● EXCERPT TO READ
Tuesday, August 14, 2007

Kamarikutan Kape at Galeri: Inspirations from the Edge of the World

Asking about arts and culture in Puerto Princesa twenty years ago would have elicited puzzled looks. Now, people will more likely point you to Kamarikutan Kape at Galeri, which has become a tourist attraction in the capital of Palawan, an elongated province at the westernmost side of the Philippines.
Past the airport, in the barangay of Bancao-Bancao south of the city center, Kamarikutan Kape at Galeri sits in about a hectare of land planted with balayong (Palawan cherry), bamboo and other flora endemic to the place. Bird’s nest ferns and placards dispensing reminders and quotes about the environment hang from the branches of trees. Ground lanterns and driftwood stools and tables pop out between vegetation where the afternoon sunlight gets through and bathes the ground dappled with fallen leaves that conceal crude, small pebble paths. The place gets to feel like a botanical garden until Kamarikutan rises in the middle, a large hut with a gurgling pond lined with smooth rocks. Bright orange and yellow kois like slivers of sunlight swim languidly in the pond.

● GOAL 1
Answer these questions from the Kamarikutan Kape at Galeri article:
(a) In which barangay does Kamarikutan Kape at Galeri sit?
(b) Puerto Princesa is the capital of which province?
(c) What colors are the kois in the pond?
● GOAL 2
Print the part of the Kamarikutan Kape at Galeri article starting at "Asking about arts" and ending at "of the Philippines.".
● GOAL 3
Proceed with the Kamarikutan Kape at Galeri article, picking up right after its last sentence.

● EXTRACTED MATERIAL
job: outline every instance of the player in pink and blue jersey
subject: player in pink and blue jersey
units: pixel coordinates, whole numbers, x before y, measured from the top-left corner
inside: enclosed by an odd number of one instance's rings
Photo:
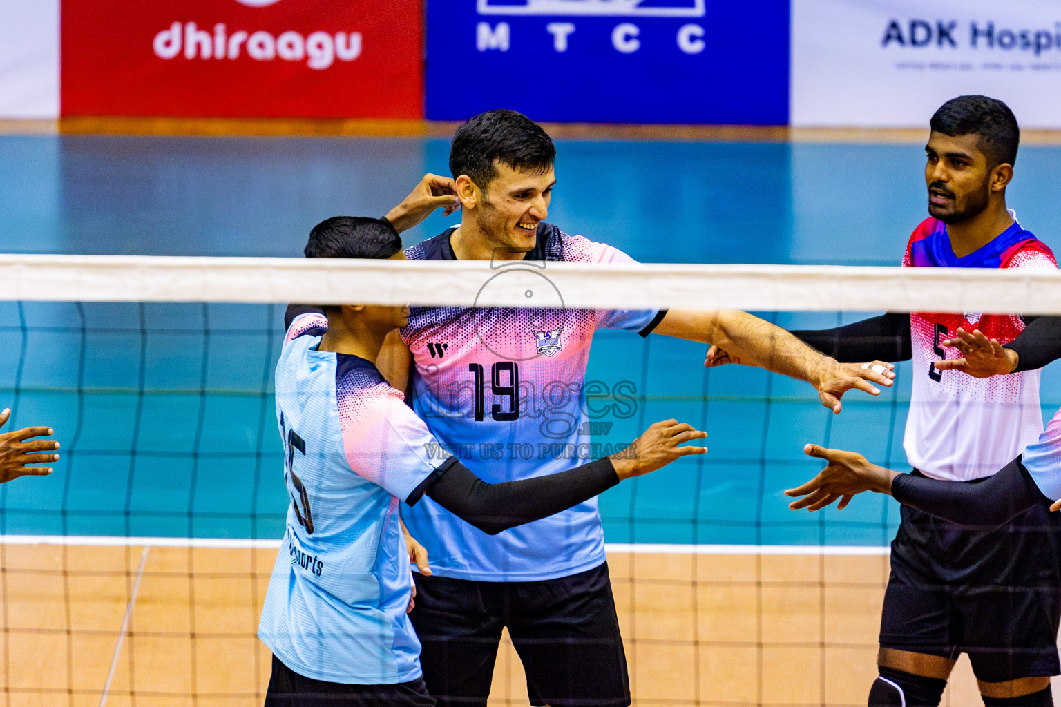
[[[925,147],[930,217],[914,231],[903,265],[1056,270],[1050,249],[1006,208],[1020,139],[1009,108],[987,96],[960,96],[945,103],[930,125]],[[1028,445],[1031,458],[1044,458],[1042,444],[1053,437],[1040,438],[1039,371],[1029,368],[1045,363],[1038,355],[1043,337],[1025,343],[1037,355],[993,377],[984,377],[978,365],[971,368],[949,348],[962,347],[974,364],[1003,360],[1005,346],[1016,343],[1029,319],[893,313],[795,333],[840,360],[912,358],[903,444],[915,475],[975,482],[1014,463]],[[991,355],[976,358],[973,348]],[[1039,461],[1033,465],[1041,467]],[[1010,469],[1008,476],[1014,473]],[[1001,529],[969,530],[920,508],[904,506],[892,543],[881,677],[869,704],[938,704],[957,655],[967,652],[985,704],[1051,705],[1049,676],[1061,672],[1058,517],[1032,503]],[[1015,702],[1006,702],[1010,699]]]
[[[460,225],[408,248],[407,258],[491,260],[499,269],[491,283],[517,263],[537,263],[547,278],[550,262],[630,262],[611,246],[544,222],[555,154],[541,126],[515,111],[467,121],[450,151]],[[527,294],[542,304],[413,306],[401,330],[413,359],[414,409],[450,452],[491,481],[560,473],[592,456],[585,376],[601,329],[719,343],[745,363],[811,382],[835,411],[852,387],[876,393],[871,381],[891,385],[883,368],[841,367],[742,312],[570,310],[544,279]],[[439,704],[486,704],[506,628],[533,705],[629,704],[595,499],[495,536],[431,499],[402,516],[434,570],[416,576],[412,618],[424,678]]]
[[[402,257],[385,220],[330,218],[315,258]],[[259,636],[273,651],[266,707],[434,704],[406,616],[412,590],[398,508],[446,508],[497,534],[579,502],[674,459],[705,432],[657,423],[619,455],[563,473],[485,483],[441,445],[376,368],[401,306],[344,305],[293,318],[276,368],[276,407],[291,496]]]

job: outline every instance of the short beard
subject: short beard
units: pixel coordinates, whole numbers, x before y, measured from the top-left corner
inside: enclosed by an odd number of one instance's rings
[[[991,200],[991,184],[988,179],[984,180],[984,188],[978,189],[969,195],[969,199],[966,204],[966,208],[961,211],[954,211],[942,216],[936,216],[932,214],[932,205],[928,205],[928,212],[938,220],[943,222],[947,226],[954,226],[955,224],[960,224],[963,220],[973,218],[984,213],[984,210],[988,208],[988,204]]]

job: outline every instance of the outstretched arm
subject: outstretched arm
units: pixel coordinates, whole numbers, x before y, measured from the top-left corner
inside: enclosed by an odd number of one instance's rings
[[[860,454],[827,449],[817,444],[807,444],[804,452],[829,464],[803,485],[785,491],[786,496],[802,496],[788,505],[793,510],[817,511],[837,498],[840,499],[837,509],[842,509],[854,495],[873,491],[959,526],[993,530],[1036,503],[1050,502],[1020,459],[982,481],[969,483],[900,474],[871,464]]]
[[[705,454],[707,447],[678,446],[707,432],[676,420],[657,422],[625,450],[576,469],[519,481],[487,483],[453,460],[439,467],[408,501],[427,494],[439,506],[480,530],[495,535],[581,503],[620,481],[648,474],[675,459]]]
[[[836,360],[909,360],[910,315],[889,312],[843,326],[794,331],[793,335]]]
[[[413,228],[431,215],[435,209],[443,209],[442,215],[449,216],[460,208],[460,199],[449,177],[437,174],[425,174],[420,183],[402,199],[401,204],[384,216],[401,233]]]
[[[759,366],[775,373],[806,381],[818,389],[822,405],[840,411],[840,397],[852,388],[871,395],[890,386],[895,374],[890,365],[840,365],[818,353],[785,330],[736,310],[671,310],[656,326],[657,334],[711,343],[734,363]]]

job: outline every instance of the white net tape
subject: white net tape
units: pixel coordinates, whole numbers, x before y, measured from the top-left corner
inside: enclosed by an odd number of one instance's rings
[[[801,265],[2,255],[0,300],[1061,314],[1061,272]]]

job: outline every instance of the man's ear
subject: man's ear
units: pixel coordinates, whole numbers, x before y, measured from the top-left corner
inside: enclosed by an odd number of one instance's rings
[[[457,198],[465,209],[474,209],[483,201],[483,192],[466,174],[460,175],[454,181],[457,191]]]
[[[1013,165],[1004,162],[995,169],[991,170],[991,191],[1001,192],[1009,184],[1013,179]]]

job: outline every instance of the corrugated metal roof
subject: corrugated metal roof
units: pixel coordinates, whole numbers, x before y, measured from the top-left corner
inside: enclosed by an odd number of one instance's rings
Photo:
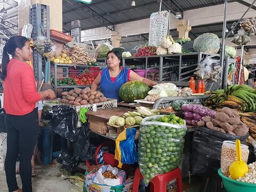
[[[223,3],[224,0],[165,0],[162,10],[170,7],[174,12]],[[76,0],[63,0],[63,28],[70,30],[70,23],[81,20],[82,30],[149,18],[158,11],[157,0],[136,0],[136,6],[131,6],[130,0],[93,0],[91,4]]]

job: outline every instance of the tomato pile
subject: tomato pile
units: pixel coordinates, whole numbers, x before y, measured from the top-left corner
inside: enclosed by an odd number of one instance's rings
[[[92,74],[90,73],[79,74],[74,79],[77,85],[91,85],[94,81]]]

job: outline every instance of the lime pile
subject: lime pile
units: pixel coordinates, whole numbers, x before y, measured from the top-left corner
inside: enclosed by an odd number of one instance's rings
[[[138,155],[146,184],[156,175],[179,166],[187,131],[185,125],[184,120],[174,114],[149,117],[142,121]]]

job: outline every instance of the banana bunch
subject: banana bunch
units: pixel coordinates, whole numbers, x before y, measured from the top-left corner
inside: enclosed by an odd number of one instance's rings
[[[241,121],[249,127],[250,135],[256,139],[256,121],[251,119],[250,117],[242,117]]]
[[[243,104],[243,111],[256,111],[256,90],[246,85],[233,85],[228,87],[228,93]]]
[[[233,85],[226,90],[211,92],[205,105],[211,107],[228,107],[240,111],[256,111],[256,90],[246,85]]]

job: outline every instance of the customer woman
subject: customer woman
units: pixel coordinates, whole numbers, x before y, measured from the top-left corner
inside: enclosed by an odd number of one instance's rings
[[[10,60],[9,55],[12,58]],[[7,152],[5,170],[9,191],[32,191],[31,157],[39,132],[35,103],[46,97],[55,98],[51,90],[37,92],[32,68],[25,62],[32,50],[25,37],[14,36],[4,47],[0,78],[4,82],[4,108],[6,113]],[[15,177],[15,162],[20,155],[22,189]]]
[[[96,91],[99,86],[101,92],[107,98],[120,100],[119,90],[125,83],[140,81],[149,86],[157,83],[142,77],[130,69],[122,67],[122,55],[119,51],[109,51],[107,55],[108,67],[100,72],[92,84],[91,90]]]

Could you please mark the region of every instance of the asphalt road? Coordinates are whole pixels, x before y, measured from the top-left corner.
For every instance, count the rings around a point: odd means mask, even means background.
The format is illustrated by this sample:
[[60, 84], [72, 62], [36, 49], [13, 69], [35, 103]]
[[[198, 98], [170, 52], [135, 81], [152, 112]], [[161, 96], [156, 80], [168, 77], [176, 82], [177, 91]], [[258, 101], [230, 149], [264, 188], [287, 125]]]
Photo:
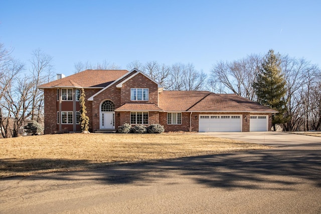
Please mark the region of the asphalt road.
[[321, 138], [273, 136], [267, 150], [2, 179], [0, 213], [321, 213]]

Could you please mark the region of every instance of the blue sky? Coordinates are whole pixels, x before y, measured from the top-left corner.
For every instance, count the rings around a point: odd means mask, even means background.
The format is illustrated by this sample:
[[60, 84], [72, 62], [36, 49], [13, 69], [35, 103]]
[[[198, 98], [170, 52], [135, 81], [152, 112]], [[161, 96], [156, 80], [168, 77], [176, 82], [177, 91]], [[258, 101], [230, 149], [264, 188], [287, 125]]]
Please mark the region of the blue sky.
[[106, 60], [193, 63], [208, 73], [218, 61], [270, 49], [321, 66], [319, 1], [1, 0], [0, 43], [28, 63], [33, 50], [53, 57], [55, 71]]

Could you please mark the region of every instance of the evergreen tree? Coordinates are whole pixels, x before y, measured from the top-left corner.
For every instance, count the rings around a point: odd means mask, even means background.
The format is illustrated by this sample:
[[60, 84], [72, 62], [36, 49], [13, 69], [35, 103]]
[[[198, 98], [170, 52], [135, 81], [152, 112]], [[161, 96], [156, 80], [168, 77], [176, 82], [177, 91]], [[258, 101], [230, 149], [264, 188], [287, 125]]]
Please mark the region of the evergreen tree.
[[272, 117], [272, 124], [275, 131], [275, 124], [285, 122], [283, 114], [286, 111], [284, 96], [286, 93], [283, 75], [280, 66], [280, 55], [271, 49], [265, 55], [262, 64], [262, 70], [257, 75], [253, 87], [260, 104], [278, 111]]
[[89, 123], [89, 118], [86, 115], [87, 111], [86, 110], [86, 106], [85, 105], [85, 98], [86, 95], [85, 94], [85, 90], [83, 88], [81, 89], [81, 94], [79, 99], [79, 105], [80, 105], [80, 118], [79, 122], [80, 123], [80, 127], [81, 127], [82, 133], [88, 133], [88, 124]]

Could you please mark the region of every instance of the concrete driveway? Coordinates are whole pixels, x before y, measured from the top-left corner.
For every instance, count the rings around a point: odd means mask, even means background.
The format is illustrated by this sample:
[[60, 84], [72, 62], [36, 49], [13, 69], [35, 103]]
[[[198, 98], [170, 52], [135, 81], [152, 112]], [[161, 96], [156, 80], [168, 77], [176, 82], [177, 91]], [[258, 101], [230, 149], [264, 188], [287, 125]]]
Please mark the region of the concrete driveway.
[[321, 213], [321, 138], [200, 134], [273, 148], [2, 179], [0, 213]]
[[279, 132], [201, 132], [200, 134], [271, 146], [321, 143], [321, 137]]

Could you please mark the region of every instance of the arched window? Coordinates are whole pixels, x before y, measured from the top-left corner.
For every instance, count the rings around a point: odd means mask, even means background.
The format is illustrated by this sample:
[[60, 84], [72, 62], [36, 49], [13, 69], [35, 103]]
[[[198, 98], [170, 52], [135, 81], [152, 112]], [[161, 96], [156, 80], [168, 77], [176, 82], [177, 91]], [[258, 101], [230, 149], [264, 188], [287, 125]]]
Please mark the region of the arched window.
[[115, 104], [110, 100], [105, 100], [101, 104], [101, 111], [114, 111]]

● TASK RESULT 1
(a) Bancao-Bancao
(b) Palawan
(c) Bright orange and yellow

● TASK RESULT 2
Asking about arts and culture in Puerto Princesa twenty years ago would have elicited puzzled looks. Now, people will more likely point you to Kamarikutan Kape at Galeri, which has become a tourist attraction in the capital of Palawan, an elongated province at the westernmost side of the Philippines.

● TASK RESULT 3
The porch, actually a trellis for rain vines, provides a shower of roots, preparing visitors for a vision of the interiors: posts of coconut trunks; chairs and divans made of bamboo, its natural sinuous forms remaining intact; ethnic musical instruments; artworks on the walls; a curious cavity on the floor with sand, rocks and pots; lanterns of handmade paper and bamboo with lovely and strange shapes; more coconut lumber as flooring and beams; and more bamboo as walls, racks and stairs.
Kamarikutan is actually made of two contiguous structures: one a circular hut and the other a large rectangular space. The former is a café where coffee, sandwiches and pastas are served; and the latter an art gallery where the consumption is for the soul.
Almost part of the structure and definitely one of the charms of the place is 66-year-old Angelita Macasaet, one of the owners, who is often present chatting up visitors, raconteur that she is, an attraction herself as much as Kamarikutan is. She is fondly called Nanay Dayang, and she tells that she escaped the snake pit that is the corporate world and found sanctuary here.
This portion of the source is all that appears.